Written task: Can you arrange the lines of the listing as a JSON list of strings, one string per line with blank lines skipped, starting with the line containing "Should you be willing to segment every instance of the fern-like" and going through the line containing "115], [136, 115]]"?

Extracted records:
"""

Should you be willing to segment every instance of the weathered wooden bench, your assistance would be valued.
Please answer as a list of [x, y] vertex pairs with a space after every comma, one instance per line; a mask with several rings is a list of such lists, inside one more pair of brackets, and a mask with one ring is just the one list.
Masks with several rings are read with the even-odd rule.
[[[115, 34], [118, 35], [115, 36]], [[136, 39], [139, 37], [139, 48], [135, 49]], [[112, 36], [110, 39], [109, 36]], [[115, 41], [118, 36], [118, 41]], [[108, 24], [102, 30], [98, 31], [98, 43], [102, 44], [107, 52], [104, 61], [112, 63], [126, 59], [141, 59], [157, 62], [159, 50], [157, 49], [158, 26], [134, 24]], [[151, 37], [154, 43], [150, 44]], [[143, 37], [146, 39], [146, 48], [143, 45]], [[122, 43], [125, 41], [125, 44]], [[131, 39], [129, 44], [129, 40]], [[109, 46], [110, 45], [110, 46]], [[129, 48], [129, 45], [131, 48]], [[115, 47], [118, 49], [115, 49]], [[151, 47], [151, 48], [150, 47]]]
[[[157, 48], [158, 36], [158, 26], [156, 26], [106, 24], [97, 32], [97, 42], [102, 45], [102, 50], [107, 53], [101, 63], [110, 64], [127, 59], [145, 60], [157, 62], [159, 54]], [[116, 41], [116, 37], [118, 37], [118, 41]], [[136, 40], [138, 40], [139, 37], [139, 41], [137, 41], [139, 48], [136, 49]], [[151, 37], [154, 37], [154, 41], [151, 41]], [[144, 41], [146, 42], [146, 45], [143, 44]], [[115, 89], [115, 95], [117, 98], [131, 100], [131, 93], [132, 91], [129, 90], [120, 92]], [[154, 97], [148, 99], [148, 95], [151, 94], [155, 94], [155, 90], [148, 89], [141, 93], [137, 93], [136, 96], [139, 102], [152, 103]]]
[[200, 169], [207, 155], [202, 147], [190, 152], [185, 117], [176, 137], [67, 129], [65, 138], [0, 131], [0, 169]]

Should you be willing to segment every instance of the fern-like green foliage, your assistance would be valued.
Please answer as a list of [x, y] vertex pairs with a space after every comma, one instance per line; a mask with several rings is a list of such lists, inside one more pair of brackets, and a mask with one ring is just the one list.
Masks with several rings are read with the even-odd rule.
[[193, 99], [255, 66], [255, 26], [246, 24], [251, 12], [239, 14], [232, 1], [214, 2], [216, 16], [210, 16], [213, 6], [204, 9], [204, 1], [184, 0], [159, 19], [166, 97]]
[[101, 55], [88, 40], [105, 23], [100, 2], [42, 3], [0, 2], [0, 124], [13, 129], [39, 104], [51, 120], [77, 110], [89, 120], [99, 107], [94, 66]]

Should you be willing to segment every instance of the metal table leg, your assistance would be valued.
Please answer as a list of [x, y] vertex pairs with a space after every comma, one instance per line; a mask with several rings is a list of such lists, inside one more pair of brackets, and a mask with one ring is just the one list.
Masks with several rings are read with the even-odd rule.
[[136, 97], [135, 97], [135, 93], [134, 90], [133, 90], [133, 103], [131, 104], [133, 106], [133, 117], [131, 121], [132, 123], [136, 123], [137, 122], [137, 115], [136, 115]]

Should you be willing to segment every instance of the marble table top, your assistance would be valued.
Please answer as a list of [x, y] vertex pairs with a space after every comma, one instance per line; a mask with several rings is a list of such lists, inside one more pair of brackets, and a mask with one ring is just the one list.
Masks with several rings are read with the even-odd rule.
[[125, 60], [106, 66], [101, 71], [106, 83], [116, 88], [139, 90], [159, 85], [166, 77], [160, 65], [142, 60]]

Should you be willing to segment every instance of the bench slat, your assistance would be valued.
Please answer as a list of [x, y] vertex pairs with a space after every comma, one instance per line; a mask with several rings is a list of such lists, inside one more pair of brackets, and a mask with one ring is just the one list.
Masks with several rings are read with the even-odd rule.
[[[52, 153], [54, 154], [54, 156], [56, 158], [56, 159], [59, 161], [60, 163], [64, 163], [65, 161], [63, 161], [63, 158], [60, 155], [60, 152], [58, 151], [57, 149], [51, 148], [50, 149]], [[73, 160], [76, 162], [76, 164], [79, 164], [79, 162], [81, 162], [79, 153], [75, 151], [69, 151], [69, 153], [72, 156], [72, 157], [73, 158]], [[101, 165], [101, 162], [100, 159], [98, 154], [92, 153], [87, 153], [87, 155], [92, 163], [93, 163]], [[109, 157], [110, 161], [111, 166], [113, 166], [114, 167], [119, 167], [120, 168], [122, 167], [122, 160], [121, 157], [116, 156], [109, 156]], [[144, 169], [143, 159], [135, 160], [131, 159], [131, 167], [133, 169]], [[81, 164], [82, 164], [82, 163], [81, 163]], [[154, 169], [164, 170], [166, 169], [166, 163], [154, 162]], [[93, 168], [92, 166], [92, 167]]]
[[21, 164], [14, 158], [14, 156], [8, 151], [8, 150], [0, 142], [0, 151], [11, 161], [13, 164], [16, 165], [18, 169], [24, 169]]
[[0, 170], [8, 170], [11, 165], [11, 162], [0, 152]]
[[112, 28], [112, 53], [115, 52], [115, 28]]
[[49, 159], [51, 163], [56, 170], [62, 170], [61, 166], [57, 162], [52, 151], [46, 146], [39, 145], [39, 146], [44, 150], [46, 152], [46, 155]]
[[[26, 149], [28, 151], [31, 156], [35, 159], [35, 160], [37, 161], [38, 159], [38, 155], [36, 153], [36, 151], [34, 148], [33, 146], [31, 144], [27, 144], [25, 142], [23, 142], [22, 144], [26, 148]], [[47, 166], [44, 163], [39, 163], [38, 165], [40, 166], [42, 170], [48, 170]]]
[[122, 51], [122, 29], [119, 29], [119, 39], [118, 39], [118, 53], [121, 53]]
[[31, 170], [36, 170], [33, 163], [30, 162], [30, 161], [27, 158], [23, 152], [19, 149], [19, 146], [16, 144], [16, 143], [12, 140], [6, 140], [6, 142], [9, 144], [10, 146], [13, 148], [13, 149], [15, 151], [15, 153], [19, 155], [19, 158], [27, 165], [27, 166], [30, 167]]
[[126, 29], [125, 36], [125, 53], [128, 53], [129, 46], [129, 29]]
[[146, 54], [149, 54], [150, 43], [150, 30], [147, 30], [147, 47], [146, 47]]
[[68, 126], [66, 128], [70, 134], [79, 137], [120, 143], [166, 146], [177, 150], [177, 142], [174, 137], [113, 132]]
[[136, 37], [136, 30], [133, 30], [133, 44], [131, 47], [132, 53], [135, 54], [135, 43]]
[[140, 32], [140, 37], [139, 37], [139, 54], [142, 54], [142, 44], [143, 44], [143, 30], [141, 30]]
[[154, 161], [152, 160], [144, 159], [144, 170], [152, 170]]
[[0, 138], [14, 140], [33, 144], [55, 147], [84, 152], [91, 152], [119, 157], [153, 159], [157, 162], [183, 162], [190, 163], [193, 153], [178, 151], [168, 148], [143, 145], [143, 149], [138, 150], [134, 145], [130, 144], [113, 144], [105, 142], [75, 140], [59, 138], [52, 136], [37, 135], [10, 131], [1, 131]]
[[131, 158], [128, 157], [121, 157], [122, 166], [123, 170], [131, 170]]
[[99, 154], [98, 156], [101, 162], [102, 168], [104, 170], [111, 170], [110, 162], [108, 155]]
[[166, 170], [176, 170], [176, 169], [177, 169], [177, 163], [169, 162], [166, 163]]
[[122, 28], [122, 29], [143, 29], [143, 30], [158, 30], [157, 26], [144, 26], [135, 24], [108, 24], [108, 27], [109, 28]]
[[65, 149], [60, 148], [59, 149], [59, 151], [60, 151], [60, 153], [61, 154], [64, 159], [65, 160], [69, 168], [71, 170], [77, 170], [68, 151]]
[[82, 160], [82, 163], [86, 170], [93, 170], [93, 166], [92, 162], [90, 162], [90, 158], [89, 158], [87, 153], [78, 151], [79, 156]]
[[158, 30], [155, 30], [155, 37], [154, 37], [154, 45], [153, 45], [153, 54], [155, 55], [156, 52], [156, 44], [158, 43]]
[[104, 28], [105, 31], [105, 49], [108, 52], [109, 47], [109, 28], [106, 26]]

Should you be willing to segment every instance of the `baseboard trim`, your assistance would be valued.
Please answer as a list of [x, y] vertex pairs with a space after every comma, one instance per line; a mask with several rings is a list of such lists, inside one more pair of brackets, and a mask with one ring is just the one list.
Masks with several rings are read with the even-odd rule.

"""

Problem solution:
[
  "Should you be willing to segment every instance of the fern-like green foliage, your assistance would be valued.",
  "Please answer as a list of [x, y] vertex pairs with a space after every comma, one instance per line; a mask with several rings is a list of such lists, inside one more pair of brackets, and a mask with one ring is just the one list.",
  "Masks with several rings are read with the even-odd rule.",
  "[[193, 99], [255, 66], [255, 26], [246, 24], [251, 12], [239, 14], [232, 1], [214, 2], [216, 16], [210, 16], [213, 6], [204, 9], [204, 1], [184, 0], [159, 19], [166, 97]]",
  "[[101, 55], [88, 40], [105, 23], [100, 2], [42, 3], [0, 2], [0, 124], [13, 129], [39, 104], [51, 120], [77, 110], [89, 120], [99, 107], [94, 66]]",
  "Should you be willing to segment every instance of the metal table leg, your assistance would be valued.",
  "Please answer as a list of [x, y] vertex pairs with a space after every comma, one instance per line; a mask with several rings is a list of such lists, inside one more pair of brackets, and a mask with one ring is just the one list.",
  "Masks with several rings are read with the even-odd rule.",
  "[[136, 97], [135, 97], [135, 93], [134, 90], [133, 90], [133, 103], [131, 104], [133, 106], [133, 117], [131, 121], [132, 123], [136, 123], [137, 122], [137, 115], [136, 115]]"
]